**KUTIPAN SUMBER**:
┄┄┄┄┄┄┄┄┄┄
Selasa, 04 Oktober 2011

Menggunakan PIN atau ID ?


            
          Personal Identification Number (PIN) tentu sudah sangat familiar dipahami  dan dipergunakan oleh masyarakat, terutama di kota-kota besar. Dalam bahasa Indonesia PIN dapat diartikan dengan Nomor Identitas Pribadi. PIN adalah sebuah kombinasi huruf dan angka yang digunakan sebagai sandi rahasia antara pengguna dan sistem yang  digunakan untuk otentifikasi pengguna ke suatu sistem.
┄┄┄┄┄┄┄┄┄┄
**INFORMASI HASIL EKSTRAKSI**:
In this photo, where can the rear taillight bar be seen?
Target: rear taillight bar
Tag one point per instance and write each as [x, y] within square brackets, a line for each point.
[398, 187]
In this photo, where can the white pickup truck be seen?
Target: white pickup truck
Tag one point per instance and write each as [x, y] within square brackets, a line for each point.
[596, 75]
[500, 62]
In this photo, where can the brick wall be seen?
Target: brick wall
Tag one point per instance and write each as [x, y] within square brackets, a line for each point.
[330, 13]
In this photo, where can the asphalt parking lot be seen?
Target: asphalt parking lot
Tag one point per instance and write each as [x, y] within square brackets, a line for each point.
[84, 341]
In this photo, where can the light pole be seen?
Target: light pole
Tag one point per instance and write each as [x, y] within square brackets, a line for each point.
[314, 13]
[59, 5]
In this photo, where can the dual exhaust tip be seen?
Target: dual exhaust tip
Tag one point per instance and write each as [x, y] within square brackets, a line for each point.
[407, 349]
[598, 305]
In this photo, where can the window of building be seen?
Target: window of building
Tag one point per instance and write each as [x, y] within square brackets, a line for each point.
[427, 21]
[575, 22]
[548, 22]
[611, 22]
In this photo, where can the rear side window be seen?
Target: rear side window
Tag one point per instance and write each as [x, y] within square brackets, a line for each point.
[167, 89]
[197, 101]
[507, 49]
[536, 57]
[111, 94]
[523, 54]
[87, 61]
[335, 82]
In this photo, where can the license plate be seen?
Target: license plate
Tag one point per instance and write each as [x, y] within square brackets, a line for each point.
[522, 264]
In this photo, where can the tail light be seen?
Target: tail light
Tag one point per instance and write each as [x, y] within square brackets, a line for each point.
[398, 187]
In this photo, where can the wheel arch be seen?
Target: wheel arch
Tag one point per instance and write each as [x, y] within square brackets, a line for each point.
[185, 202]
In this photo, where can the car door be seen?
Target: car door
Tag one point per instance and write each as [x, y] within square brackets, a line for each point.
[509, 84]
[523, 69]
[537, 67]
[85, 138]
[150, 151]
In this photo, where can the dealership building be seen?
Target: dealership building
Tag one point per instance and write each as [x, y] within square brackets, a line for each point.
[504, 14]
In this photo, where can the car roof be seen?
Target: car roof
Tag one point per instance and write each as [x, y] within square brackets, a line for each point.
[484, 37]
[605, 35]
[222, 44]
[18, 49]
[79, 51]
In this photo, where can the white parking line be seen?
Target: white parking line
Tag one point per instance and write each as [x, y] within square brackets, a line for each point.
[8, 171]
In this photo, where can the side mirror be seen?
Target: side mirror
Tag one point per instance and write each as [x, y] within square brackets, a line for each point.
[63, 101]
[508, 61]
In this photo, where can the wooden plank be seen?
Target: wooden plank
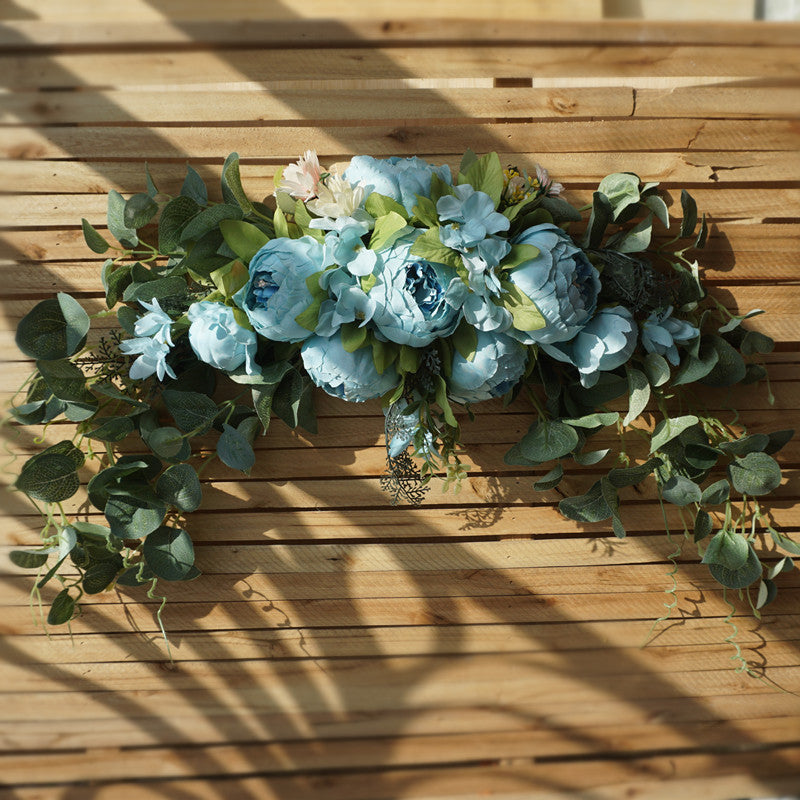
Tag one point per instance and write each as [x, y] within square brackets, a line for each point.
[364, 30]
[637, 65]
[282, 143]
[460, 105]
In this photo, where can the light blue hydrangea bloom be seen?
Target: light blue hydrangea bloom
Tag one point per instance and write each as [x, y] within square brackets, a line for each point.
┄┄┄┄┄┄┄┄┄┄
**TANTANGAN**:
• a. Sebutkan kata-kata bahasa Inggris yang membentuk kepanjangan PIN dalam tulisan tentang PIN di atas.
• b. Lanjutkan tulisan tentang PIN di atas setelah kalimat terakhirnya.

**JAWABAN**:
• a. Personal, Identification, Number

• b.
           Sebuah sistem akan melihat PIN didasarkan pada user ID dan membandingkan PIN pada sistem dengan PIN yang diterima. PIN biasanya digunakan pada ATM, kartu debit, kartu kredit dan sebagainya. Untuk itu setiap orang yang menggunakan produk-produk tersebut diharuskan menyimpan kode PIN yang dimilikinya dengan sangat rahasia. Ini tentunya juga sesuai dengan kata personal pada PIN yang dalam bahasa Inggris berarti dari atau mengenai kehidupan pribadi seseorang, dan dalam Kamus Besar Bahasa Indonesia berarti bersifat pribadi atau perseorangan. Kebocoran nomor PIN ke pihak  yang tidak bertanggung jawab akan dapat mengakibatkan kerugian, seperti penarikan dana nasabah melalui ATM secara ilegal oleh orang yang tidak berhak. Tentu kita masih ingat dengan kasus pembobolan nasabah bank melalui ATM pada tahun 2010 lalu.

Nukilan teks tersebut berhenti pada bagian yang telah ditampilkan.